START The data

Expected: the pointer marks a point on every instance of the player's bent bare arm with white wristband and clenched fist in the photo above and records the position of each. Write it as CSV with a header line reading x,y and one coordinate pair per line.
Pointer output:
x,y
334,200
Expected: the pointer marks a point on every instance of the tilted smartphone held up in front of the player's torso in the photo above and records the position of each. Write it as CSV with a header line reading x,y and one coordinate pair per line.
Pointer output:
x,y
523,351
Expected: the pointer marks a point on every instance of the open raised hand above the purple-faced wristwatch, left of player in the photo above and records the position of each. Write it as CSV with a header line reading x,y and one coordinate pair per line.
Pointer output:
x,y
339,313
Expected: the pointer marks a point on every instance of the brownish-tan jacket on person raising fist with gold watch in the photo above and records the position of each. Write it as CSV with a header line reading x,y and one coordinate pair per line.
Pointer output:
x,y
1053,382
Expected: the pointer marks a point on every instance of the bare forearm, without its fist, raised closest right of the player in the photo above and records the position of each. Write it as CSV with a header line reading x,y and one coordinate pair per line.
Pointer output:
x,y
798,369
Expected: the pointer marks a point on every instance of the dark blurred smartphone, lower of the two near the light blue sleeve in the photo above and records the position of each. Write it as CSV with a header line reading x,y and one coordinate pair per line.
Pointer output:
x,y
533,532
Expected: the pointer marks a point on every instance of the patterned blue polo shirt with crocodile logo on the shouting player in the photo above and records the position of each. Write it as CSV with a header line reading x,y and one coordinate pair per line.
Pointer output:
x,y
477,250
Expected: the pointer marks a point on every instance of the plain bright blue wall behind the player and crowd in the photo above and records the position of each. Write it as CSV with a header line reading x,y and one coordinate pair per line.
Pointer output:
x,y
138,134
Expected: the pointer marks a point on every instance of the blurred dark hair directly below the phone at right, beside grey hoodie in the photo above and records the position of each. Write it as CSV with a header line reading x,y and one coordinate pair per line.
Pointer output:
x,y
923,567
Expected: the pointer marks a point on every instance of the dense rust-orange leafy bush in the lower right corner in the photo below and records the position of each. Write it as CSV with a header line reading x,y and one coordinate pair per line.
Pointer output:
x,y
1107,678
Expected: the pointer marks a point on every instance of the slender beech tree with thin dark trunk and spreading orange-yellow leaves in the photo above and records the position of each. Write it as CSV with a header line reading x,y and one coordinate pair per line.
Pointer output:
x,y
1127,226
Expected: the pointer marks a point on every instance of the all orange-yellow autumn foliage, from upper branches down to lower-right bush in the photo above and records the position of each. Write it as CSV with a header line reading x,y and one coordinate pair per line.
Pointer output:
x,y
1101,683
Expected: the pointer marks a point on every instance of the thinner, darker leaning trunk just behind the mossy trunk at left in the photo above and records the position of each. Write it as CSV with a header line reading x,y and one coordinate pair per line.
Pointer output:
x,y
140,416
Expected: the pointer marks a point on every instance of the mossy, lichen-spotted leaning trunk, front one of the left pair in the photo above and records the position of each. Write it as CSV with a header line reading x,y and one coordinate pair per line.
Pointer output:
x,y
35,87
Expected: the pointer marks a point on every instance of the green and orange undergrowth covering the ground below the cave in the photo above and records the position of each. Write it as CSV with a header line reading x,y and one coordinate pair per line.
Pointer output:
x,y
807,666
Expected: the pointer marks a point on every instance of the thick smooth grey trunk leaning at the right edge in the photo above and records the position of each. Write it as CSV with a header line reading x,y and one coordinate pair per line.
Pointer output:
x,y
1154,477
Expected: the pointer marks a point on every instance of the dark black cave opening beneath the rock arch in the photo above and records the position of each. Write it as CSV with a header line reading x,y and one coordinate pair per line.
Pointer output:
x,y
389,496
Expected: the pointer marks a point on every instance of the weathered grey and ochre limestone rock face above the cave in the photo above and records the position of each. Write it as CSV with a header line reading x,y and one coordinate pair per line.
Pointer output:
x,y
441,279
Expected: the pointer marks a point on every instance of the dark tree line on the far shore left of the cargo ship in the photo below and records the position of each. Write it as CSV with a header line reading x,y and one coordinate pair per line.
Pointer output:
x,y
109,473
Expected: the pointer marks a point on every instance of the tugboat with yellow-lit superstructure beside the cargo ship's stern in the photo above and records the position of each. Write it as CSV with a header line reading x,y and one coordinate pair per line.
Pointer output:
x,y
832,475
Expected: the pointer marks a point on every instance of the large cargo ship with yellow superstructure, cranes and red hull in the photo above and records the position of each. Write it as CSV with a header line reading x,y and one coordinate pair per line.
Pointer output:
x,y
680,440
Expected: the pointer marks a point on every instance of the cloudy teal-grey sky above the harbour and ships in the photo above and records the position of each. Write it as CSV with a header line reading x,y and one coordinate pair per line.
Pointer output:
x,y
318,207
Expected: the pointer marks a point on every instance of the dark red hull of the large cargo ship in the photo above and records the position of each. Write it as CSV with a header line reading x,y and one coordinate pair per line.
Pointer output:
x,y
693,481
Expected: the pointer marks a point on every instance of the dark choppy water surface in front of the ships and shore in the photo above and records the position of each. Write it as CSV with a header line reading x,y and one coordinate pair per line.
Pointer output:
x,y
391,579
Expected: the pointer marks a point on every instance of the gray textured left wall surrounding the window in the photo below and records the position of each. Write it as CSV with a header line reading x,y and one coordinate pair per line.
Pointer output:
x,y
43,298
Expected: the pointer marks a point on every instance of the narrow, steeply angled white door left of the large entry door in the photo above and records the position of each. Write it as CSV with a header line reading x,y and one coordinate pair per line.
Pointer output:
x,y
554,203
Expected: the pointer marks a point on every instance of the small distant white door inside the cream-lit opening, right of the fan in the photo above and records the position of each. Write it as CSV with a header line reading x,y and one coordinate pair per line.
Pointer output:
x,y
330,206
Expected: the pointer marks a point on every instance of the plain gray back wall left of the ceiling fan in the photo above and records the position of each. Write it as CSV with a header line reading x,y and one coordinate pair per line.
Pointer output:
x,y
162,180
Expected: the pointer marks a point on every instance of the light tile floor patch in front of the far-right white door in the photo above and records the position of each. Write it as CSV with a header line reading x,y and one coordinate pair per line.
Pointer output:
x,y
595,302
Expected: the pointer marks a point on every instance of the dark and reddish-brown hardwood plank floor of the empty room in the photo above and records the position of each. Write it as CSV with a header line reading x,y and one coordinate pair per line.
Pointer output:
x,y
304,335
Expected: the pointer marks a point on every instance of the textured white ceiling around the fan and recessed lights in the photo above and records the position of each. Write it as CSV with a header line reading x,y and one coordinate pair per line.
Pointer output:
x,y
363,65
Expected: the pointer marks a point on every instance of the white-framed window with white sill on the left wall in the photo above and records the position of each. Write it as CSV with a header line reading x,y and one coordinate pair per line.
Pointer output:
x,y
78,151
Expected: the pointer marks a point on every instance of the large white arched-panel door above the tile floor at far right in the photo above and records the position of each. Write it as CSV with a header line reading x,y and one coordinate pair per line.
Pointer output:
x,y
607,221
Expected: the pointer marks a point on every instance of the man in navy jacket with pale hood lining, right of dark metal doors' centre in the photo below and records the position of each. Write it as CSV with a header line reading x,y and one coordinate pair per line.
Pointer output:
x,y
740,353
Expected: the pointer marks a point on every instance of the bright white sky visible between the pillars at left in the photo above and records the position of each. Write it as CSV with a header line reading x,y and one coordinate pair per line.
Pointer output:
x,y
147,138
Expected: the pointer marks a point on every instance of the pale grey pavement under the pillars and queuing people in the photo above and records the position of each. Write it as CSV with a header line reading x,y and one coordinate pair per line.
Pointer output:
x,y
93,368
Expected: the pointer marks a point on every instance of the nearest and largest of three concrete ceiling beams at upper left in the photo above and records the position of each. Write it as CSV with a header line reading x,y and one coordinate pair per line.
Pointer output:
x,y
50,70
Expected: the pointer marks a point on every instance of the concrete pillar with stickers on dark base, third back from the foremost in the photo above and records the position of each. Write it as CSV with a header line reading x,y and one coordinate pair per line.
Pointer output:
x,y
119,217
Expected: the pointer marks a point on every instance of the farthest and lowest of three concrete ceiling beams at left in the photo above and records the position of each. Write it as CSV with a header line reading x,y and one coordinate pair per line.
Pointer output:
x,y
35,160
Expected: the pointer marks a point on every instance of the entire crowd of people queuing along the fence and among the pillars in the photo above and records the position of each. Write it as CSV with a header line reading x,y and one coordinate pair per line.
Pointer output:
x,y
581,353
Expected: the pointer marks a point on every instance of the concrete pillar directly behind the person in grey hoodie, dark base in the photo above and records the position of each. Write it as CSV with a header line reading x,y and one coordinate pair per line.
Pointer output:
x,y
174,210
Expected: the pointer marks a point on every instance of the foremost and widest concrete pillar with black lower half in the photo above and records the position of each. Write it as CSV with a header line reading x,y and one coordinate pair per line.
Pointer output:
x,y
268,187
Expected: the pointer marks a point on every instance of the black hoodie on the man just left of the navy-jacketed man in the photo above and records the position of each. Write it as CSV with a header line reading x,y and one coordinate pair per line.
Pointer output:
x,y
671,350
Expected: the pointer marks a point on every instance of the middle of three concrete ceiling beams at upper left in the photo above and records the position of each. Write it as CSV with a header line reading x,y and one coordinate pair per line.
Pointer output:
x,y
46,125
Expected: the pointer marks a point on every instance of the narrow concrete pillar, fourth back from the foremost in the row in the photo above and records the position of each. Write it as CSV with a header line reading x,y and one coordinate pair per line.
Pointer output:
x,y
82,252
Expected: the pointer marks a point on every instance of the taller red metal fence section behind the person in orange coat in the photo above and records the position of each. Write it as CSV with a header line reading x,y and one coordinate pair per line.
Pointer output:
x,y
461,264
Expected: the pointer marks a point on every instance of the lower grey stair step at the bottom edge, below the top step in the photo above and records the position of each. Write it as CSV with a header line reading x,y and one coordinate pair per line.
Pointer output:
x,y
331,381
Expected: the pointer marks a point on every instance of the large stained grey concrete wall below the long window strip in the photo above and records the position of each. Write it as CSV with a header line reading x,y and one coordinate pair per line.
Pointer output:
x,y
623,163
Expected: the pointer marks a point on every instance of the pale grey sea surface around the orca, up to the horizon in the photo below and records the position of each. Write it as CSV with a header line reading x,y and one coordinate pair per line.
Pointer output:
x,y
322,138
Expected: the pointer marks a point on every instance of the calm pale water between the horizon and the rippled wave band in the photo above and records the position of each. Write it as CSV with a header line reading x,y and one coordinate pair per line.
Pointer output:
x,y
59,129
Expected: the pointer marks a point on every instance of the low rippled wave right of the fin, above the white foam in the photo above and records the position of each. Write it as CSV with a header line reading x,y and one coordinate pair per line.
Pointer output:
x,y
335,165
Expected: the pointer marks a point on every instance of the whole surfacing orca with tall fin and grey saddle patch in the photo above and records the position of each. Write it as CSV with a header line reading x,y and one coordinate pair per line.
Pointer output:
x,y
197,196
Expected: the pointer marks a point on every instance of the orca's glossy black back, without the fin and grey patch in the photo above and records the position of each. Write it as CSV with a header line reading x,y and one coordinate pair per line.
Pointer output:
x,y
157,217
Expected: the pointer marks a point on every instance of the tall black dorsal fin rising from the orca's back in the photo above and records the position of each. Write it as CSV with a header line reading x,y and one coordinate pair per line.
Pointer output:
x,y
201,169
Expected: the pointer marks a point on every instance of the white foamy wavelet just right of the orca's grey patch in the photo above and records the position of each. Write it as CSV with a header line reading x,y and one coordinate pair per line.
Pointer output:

END The data

Work order:
Which lines hold the word "shore"? Copy each of them from the records.

Finished exercise:
Expected: the pointer marks a point on every instance of the dark tree line on the far shore left of the cargo ship in the photo below and records the position of each. Write it as CSV with a header line reading x,y and one coordinate pair per line.
Expected: the pointer marks a point on every instance of the dark choppy water surface in front of the ships and shore in the photo above and records the position of each. Write it as CSV with a header line reading x,y and one coordinate pair per line.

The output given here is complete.